■ ASSIGNED TASK
All records should be written out again exactly.

Records from a data collection
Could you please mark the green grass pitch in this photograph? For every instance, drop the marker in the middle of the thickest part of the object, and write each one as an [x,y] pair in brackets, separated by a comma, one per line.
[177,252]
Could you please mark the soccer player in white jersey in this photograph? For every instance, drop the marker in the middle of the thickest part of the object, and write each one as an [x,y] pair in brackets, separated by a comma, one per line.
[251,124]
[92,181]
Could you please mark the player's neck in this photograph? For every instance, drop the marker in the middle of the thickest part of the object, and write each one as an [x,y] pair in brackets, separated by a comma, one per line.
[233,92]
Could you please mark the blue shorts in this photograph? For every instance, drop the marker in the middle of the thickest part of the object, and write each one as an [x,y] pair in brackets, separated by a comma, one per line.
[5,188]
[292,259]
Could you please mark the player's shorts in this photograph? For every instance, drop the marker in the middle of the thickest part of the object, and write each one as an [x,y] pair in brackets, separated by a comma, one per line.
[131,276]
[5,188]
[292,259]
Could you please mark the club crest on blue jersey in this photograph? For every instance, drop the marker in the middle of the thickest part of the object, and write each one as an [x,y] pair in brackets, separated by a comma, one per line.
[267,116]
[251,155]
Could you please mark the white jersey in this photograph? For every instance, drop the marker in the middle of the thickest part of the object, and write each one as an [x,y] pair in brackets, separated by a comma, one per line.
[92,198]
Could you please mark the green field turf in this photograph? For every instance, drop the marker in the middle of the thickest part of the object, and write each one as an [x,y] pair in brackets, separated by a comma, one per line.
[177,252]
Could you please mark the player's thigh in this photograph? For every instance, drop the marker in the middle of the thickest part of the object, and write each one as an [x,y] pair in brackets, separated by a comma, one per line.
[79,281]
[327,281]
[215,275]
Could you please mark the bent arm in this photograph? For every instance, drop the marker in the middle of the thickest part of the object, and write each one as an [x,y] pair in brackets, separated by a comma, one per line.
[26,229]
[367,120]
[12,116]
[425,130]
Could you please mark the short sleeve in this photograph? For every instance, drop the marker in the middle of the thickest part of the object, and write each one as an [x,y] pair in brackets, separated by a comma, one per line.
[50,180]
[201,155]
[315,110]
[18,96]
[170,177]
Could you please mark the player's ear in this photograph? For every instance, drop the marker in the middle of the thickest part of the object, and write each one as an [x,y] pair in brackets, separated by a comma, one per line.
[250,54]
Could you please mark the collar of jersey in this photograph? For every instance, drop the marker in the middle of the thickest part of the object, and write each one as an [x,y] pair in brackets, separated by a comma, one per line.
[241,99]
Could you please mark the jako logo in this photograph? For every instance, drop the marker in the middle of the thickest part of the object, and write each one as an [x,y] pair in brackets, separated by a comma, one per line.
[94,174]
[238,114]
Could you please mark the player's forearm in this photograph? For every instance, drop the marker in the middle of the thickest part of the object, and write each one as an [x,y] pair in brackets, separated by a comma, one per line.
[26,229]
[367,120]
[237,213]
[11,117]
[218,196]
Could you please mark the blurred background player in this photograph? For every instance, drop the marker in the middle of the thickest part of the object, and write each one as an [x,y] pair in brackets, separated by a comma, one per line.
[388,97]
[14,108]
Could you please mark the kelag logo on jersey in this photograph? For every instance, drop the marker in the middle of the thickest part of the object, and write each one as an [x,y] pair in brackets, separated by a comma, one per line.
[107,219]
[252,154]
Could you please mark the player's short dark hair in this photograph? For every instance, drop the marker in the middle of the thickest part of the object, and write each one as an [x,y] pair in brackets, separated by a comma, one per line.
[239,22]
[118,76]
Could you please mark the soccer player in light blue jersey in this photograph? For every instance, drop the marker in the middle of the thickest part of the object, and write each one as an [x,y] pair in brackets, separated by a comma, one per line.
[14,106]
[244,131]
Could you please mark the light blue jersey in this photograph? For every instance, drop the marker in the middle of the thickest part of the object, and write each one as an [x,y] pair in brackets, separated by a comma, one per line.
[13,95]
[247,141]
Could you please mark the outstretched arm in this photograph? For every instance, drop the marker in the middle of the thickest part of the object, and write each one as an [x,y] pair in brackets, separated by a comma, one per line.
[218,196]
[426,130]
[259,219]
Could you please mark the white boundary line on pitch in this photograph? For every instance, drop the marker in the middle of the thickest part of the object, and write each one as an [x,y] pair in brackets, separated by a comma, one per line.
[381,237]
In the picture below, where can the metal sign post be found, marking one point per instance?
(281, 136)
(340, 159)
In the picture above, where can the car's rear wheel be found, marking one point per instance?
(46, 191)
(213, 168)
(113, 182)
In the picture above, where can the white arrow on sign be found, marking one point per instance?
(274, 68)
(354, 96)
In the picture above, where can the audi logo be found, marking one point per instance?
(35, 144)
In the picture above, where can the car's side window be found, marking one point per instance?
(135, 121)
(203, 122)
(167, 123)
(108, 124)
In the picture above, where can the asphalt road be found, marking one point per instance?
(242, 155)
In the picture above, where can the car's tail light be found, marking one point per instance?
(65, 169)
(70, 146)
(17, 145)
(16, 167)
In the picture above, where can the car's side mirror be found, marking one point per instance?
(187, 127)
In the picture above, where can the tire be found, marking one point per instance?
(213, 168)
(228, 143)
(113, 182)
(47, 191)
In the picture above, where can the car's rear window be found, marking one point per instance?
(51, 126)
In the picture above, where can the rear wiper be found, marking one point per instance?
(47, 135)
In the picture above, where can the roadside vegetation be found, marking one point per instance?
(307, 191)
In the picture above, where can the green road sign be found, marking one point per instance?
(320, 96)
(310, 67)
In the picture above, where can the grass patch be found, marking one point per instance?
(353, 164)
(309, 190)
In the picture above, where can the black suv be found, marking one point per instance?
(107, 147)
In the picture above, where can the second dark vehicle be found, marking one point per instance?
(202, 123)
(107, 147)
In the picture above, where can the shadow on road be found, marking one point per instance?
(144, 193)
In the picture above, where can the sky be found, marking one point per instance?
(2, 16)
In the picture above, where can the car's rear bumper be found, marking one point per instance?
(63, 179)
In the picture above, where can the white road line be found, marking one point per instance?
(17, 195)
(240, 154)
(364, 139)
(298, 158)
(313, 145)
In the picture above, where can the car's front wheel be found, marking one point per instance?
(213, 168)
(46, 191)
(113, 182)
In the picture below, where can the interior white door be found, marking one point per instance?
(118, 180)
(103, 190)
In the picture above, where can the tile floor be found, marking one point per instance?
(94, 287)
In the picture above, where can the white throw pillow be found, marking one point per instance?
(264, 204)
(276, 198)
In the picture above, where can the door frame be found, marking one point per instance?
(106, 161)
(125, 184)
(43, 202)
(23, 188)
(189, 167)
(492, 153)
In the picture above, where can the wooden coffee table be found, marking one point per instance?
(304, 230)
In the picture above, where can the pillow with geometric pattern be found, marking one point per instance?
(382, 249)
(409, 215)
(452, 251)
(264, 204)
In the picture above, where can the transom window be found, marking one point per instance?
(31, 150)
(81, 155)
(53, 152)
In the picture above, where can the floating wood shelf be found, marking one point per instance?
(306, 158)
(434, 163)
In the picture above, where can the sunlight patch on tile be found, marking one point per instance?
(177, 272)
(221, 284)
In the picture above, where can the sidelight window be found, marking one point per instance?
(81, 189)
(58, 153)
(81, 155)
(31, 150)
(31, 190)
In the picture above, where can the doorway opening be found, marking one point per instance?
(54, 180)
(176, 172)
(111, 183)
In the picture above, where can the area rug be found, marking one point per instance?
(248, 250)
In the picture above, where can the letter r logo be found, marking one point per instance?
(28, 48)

■ TASK ANSWER
Could you please mark the green grass pitch in this photograph? For every instance, drop the marker in the middle of the thickest part of the object, and write each one as an [x,y] pair in brackets, separated by a comma, one per line.
[177,252]
Could you please mark the soccer player in white jersey in this photograph? For every instance, drop the marker in the middle of the thickest part of the object, and write each one as an [x,y] pair in brackets, separated by a comma, one per line.
[251,124]
[92,181]
Could you please mark the player's neck in this photograph? For every instance, drop the marker in the middle of the thickest part of the object, and write each one as an [x,y] pair in brackets, separated by a comma, one per line.
[233,92]
Could you please mark the blue shorts in this photograph? For every instance, drop the marker in the middle of the thickest part of the object, and write each one as an [x,y] pair in brackets, separated by a comma, one per line.
[5,188]
[292,259]
Could you please mark the player's shorts in this photograph? For every instance, drop the marker in the middle of the thickest part of the object, and write each one as an [x,y] pair in brackets, separated by a comma, one per line.
[131,276]
[5,188]
[292,259]
Could you please mark the club crest on blue jersey in this photograph? For every instance, drop the marker in the middle of the thickest part of the object, and write each one as an [x,y] pair in brackets, separated by a comma, one per line.
[267,116]
[251,155]
Could you please mark the white jersey in this photograph? For every instance, drop the marker in the middle of the thickest part of the object, and write each one as an [x,y] pair in brackets, separated by a comma, one per line.
[92,198]
Could you please mark the green field turf in this photograph? For every instance, drop the marker in the middle of the thickest part of the object, and write each one as an [x,y] pair in brackets, separated by a comma, one per line.
[177,252]
Could you please mark the player's thigh in this photograph? For every instance, drop the marker in the middle of the thickest part of the object, and write each one as an [x,y] pair in brackets, separated by a comma, one per line.
[79,281]
[327,281]
[215,275]
Could you please mark the bent arm in this photograph? For every instance, drop the marker in the middle of the thickest part of the object, and write each one as an [x,y] pair in brackets, separated by a comma, one per line.
[26,229]
[367,120]
[12,116]
[425,130]
Could you please mark the short sleeve in this photograph? For every instance, drop the marker in the middle of the thickest part of the object, and write each one as an [x,y] pair in brackets, separated by a comma, one per line.
[50,180]
[201,155]
[315,110]
[18,96]
[170,177]
Could you please mark the player's ear in this photograph? For every instance, drop the marker in the middle of the thickest part of the object, and write each one as an [x,y] pair in brackets, separated by a comma, one per line.
[250,54]
Could you please mark the collar of jersey in this photograph? For every instance, drop the marker in the middle of the thickest part of the object, and write each one as an [x,y] pair in brackets, separated by a comma, one per line.
[241,99]
Could you please mark the jako logo in this photograph? For every instance, drop the marker in the middle of the thickest part of the object, and write each one as an [x,y] pair in brackets, separated by a comma, one per line.
[94,174]
[238,114]
Could you please mark the player's forearm in this photograph? For every instance, drop the marker in the middle of the thickest part of the object, and write each one as an [x,y] pair in brackets, separated by a comma, one per line.
[26,229]
[367,120]
[237,213]
[11,117]
[218,196]
Could you please mark the blurred background player in this photograph? For every instance, drop the marker in the middle of the thickest part of the object, and write each one as an [x,y] pair in brackets, separated by a comma, one per line.
[388,97]
[14,108]
Could you please mark the kelag logo on jersey in this photograph? For every instance, drop the marker in the middle of the thickest part of the object, and write each one as an [x,y] pair in brackets, separated by a comma, one per line.
[107,219]
[252,154]
Could you please mark the player's short dark hair in this photograph? For every instance, drop the marker in the middle of the thickest part of the object, and write each one as an [x,y] pair in brackets, separated by a comma, one per line.
[239,22]
[118,76]
Could you please mark the soccer player in light blue jersey in this photograph? For every instance, drop the marker in the middle of the thickest part of the object, and write each one as an [x,y] pair in brackets, separated by a comma, one per line.
[14,106]
[244,131]
Could you please mark the light blue jersey in this photograph? For every instance, drop the marker in the middle of the thickest part of the object, and write each one as an [x,y] pair in brackets, separated by a comma, one per line.
[13,95]
[247,141]
Could you please mark the outstretched arm in this photograph? For every instance, drop the marker in the middle of the thickest part of the object, and write each one as an [x,y] pair in brackets, separated by a comma, one per line.
[218,196]
[426,130]
[259,219]
Could you please mark the white boundary line on pitch in this photograph? For every instance, drop the marker in the middle of the thickest part of the object, and write each one as an [x,y] pair in brackets, separated by a comma, one per line.
[381,237]
In the picture below, where can the metal sign post be found, marking one point per instance?
(281, 136)
(340, 159)
In the picture above, where can the car's rear wheel be found, marking one point per instance?
(46, 191)
(213, 168)
(113, 182)
In the picture above, where can the white arrow on sign be found, marking one point per instance?
(274, 68)
(354, 96)
In the picture above, where can the audi logo be found, marking one point per instance?
(35, 144)
In the picture above, where can the car's side window be found, marking one point per instance?
(135, 121)
(203, 122)
(167, 123)
(108, 124)
In the picture above, where can the asphalt road be found, marking one point per instance?
(242, 155)
In the picture above, where can the car's tail light be found, marking one point per instance?
(65, 169)
(70, 146)
(17, 145)
(16, 167)
In the picture above, where can the car's side mirror be found, marking one point per instance?
(187, 127)
In the picture above, where can the tire be found, marking one point per instance?
(213, 168)
(228, 143)
(113, 182)
(47, 191)
In the picture above, where can the car's rear window be found, marking one point per instance?
(51, 126)
In the picture above, where can the rear wiper be found, marking one point per instance?
(47, 135)
In the picture above, where can the roadside vegetation be found, marking one point per instance?
(307, 191)
In the picture above, where can the green road sign be found, marking one point per instance?
(320, 96)
(310, 67)
In the picture above, where can the grass patch be found, marking one point per instance?
(353, 164)
(309, 190)
In the picture above, where can the black suv be found, marking one point per instance?
(107, 147)
In the picture above, where can the second dark vehicle be found, marking one point per instance?
(202, 123)
(107, 147)
In the picture above, where can the shadow on road be found, marking one point per instance?
(144, 193)
In the picture above, where can the sky be found, marking one point per instance?
(2, 16)
In the picture above, where can the car's rear bumper be found, marking one point per instance?
(63, 179)
In the picture above, where can the white road line be found, marking one point per instance?
(17, 195)
(240, 154)
(364, 139)
(298, 158)
(313, 145)
In the picture above, where can the car's front wheel be found, marking one point per instance?
(213, 168)
(46, 191)
(113, 182)
In the picture below, where can the interior white door be found, marking one point per instance?
(118, 180)
(103, 190)
In the picture above, where can the tile floor be found, marking one point per instance?
(94, 287)
In the picture above, where can the white throw pillow be found, marking one point per instance?
(264, 204)
(276, 198)
In the picture above, where can the door frame be found, marking one point per instance?
(106, 161)
(125, 184)
(43, 202)
(23, 188)
(189, 167)
(492, 153)
In the picture above, where can the wooden coffee table be found, marking one point per instance?
(304, 230)
In the picture above, where can the pillow with geometric pattern be found, marking one point per instance?
(382, 249)
(409, 215)
(452, 251)
(264, 204)
In the picture above, where can the transom window be found, marking one point per instance?
(31, 150)
(81, 155)
(53, 152)
In the picture above, where can the floating wood shelf be found, marking one point per instance?
(306, 158)
(434, 163)
In the picture above, where can the sunlight patch on tile be found, marking one point per instance?
(177, 272)
(221, 284)
In the picture above, where can the sidelight window be found, marking one point per instance?
(81, 189)
(58, 153)
(81, 155)
(31, 150)
(31, 190)
In the picture above, where can the doorway opening be found, marking one point per instance?
(54, 180)
(176, 172)
(111, 183)
In the picture above, where can the area rug be found, marking one point per instance?
(248, 250)
In the picture above, where can the letter r logo be found, marking one point per instance?
(28, 48)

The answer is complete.